**SELECTED TEXT:**
:::::

Sometimes it takes a while, especially for first-time parents, to realise that something is not right with their child. Often, they do have a gut feeling, but the denial mechanisms that protect us from seeing things we can’t really deal with are extremely strong.
The little boy had lovely curls. I first met him at our house, but my professional eyes cannot be turned off, just because we are having a barbecue party…
At a bit over three, he used single- or two-word sentences, and even those utterances were difficult to understand – not good. He was in constant motion, wandering around the house, and was challenging to occupy with a single activity for more than a very short period of time.
He had difficulty accepting rules, such as not touching my son’s Lego castle, which he ultimately broke into the hundreds of pieces it was carefully crafted from. Ever since, my son screams “oh, no!” every time we mention the little boy’s name.
When the little boy was not happy with something, he lay down on the floor and screamed. As did the little girl on the beach where we were yesterday. I really had to keep myself from staring at that poor mother with her child; the screaming was of a high-pitch, annoying tone and it kept on and on until the child got what she wanted or was forced otherwise. Such as putting on sunscreen. Which made her wail for several minutes, long after the mother was done.
The reason I tried so hard not to look is because of the interview study we had done with parents of children with autism. In their stories, parents told us the countless occasions on which they were stared at in public because of their children’s “meltdowns”.
In Hungary, where public knowledge about developmental disorders is limited, but people’s self-perceived right to interfere with other peoples’ lives isn’t, parents were told innumerable times what ill-disciplined children they had. Even within the family, in-laws or sisters instructed mothers that it was only a matter of proper discipline, and the child would start to behave.
Of course, by the time of these public meltdowns, parents knew something was wrong. It was all those early signs they could not put together into the notion of some kind of developmental delay.
We also had examples of parents who did know. One of the interviewed mothers in our study said:
We started pushing that we ought to start doing something about the child because he is still not speaking, not a word. (…) Both of them (GP and district nurse) just brushed me off. ‘Boys are slower to think, slower to talk, don’t worry, once he starts talking you’ll have more then enough, it will even give you a headache.’ They tried to reassure me. But I did not settle for that. I took him and checked up on things.
So this mother listened to her intuition. She even got lucky and found adequate services. However, the problem with early childhood services is that they are patchy.
Even in countries, such as Sweden and Australia, with well-established child health surveillance systems and high coverage, kids get lost. It’s not that they don’t attend services. It’s that services do not talk to each other, do not coordinate their efforts, so parents have to.
A solution to this is the so-called ESSENCE approach, developed by Professor Christopher Gillberg. It is to consider Early Symptomatic Syndromes Eliciting Neurodevelopmental Clinical Examinations as an entity, needing attention. What diagnosis the child will eventually receive is less important. What counts are the child’s and family’s needs here and now.
In the end of August we will visit the only ESSENCE-clinic in Sweden. I thought we could make our own one in Uppsala. A place where parents and clinicians, who feel that something is just not right with a child, could get a proper evaluation and advice. Here and now, before the humiliation of public meltdowns becomes their everyday life.

:::::

**GIVEN DATA:**
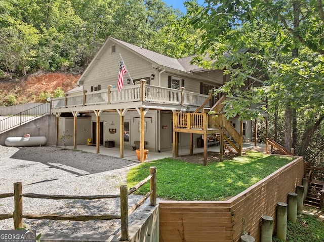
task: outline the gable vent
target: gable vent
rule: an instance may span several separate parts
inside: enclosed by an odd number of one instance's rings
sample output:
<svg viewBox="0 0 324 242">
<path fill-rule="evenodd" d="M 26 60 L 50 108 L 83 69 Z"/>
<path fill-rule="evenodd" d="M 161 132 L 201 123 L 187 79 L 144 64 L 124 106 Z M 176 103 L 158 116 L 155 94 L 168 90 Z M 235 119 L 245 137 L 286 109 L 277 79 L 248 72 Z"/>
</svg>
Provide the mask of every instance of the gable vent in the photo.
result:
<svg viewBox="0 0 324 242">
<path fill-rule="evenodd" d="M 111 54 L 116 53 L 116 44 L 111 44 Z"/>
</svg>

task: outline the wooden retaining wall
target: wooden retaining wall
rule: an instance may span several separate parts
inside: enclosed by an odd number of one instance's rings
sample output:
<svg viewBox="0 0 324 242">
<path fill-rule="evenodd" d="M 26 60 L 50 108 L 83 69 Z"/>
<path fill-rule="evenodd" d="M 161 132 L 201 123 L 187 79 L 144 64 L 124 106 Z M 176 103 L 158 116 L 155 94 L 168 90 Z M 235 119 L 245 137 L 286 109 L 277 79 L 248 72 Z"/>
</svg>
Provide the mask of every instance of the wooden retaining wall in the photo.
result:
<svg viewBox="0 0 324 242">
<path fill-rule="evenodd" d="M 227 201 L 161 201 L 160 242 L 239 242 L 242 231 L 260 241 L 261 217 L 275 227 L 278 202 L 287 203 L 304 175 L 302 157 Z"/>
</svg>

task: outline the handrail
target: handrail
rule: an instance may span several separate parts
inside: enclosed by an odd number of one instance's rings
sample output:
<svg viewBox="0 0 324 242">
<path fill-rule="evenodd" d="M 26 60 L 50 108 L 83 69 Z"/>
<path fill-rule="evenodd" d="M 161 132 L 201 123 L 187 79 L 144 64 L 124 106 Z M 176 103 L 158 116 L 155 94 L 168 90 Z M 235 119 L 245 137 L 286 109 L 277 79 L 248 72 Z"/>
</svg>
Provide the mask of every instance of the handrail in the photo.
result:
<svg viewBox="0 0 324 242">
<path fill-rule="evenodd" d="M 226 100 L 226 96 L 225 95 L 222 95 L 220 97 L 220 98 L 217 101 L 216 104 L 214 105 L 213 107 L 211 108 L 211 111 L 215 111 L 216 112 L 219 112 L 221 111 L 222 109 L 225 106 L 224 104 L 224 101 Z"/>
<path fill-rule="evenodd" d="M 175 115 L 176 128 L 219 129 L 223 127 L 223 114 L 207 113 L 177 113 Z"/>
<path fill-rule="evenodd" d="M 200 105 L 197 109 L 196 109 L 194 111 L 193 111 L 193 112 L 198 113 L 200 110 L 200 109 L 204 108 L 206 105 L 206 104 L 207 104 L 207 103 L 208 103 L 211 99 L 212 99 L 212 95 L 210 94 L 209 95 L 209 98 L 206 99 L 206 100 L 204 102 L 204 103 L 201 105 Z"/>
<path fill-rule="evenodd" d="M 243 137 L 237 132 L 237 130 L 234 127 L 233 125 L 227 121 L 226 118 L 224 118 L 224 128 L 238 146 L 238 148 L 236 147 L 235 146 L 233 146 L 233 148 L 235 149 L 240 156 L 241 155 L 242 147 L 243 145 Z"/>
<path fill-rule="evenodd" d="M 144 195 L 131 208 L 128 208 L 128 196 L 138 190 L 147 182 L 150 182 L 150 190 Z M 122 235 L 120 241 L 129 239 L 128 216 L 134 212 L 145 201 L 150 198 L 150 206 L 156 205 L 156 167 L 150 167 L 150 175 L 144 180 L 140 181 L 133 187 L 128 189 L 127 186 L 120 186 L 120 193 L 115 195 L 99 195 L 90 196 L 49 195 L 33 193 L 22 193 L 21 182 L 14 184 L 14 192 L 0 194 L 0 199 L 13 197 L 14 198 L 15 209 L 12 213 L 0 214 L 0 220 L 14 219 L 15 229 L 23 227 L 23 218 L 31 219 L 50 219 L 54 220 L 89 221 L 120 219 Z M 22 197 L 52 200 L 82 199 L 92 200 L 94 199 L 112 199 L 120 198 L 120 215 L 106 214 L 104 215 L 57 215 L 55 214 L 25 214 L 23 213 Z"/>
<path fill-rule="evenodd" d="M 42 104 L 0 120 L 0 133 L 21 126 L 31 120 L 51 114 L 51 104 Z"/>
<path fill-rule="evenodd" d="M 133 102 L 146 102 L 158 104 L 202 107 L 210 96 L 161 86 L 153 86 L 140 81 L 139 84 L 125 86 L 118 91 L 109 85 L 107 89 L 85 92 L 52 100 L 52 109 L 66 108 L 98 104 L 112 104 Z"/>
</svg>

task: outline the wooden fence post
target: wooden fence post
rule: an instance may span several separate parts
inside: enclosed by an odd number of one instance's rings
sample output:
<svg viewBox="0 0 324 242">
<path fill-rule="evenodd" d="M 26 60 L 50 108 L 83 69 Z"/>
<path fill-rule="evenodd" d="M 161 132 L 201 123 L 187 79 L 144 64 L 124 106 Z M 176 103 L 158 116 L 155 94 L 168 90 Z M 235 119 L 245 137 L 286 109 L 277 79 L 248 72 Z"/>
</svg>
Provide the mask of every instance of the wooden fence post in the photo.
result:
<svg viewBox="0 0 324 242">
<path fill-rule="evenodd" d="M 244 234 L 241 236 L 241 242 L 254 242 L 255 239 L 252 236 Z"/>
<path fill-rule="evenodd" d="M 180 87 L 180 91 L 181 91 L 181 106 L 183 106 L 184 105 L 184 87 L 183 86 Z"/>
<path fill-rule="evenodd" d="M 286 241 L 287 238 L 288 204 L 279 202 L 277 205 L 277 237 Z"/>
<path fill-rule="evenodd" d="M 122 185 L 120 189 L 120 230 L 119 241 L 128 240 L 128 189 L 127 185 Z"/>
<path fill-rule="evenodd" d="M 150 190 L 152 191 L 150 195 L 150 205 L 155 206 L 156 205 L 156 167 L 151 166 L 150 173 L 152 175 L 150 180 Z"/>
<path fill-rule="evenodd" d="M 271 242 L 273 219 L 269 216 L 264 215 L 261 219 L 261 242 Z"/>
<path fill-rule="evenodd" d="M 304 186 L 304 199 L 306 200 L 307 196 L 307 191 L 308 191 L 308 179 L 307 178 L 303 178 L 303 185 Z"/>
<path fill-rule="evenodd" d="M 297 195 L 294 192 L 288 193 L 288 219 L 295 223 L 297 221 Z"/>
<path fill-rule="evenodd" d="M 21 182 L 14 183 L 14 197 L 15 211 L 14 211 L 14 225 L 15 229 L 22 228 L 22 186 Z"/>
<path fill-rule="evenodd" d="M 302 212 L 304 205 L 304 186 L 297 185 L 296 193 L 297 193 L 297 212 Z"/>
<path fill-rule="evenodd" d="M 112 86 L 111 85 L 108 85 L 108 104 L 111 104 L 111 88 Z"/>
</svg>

:::::

**PROBLEM SET:**
1/ In the essay on early childhood developmental concerns, who developed the ESSENCE approach?
2/ Return the passage of the essay on early childhood developmental concerns starting with "In Hungary, where" and going on through "of developmental delay.".
The records come from a source unrelated to the essay on early childhood developmental concerns.

**RESULTS FOR EACH TASK:**
1/ Professor Christopher Gillberg developed it.

2/
In Hungary, where public knowledge about developmental disorders is limited, but people’s self-perceived right to interfere with other peoples’ lives isn’t, parents were told innumerable times what ill-disciplined children they had. Even within the family, in-laws or sisters instructed mothers that it was only a matter of proper discipline, and the child would start to behave.
Of course, by the time of these public meltdowns, parents knew something was wrong. It was all those early signs they could not put together into the notion of some kind of developmental delay.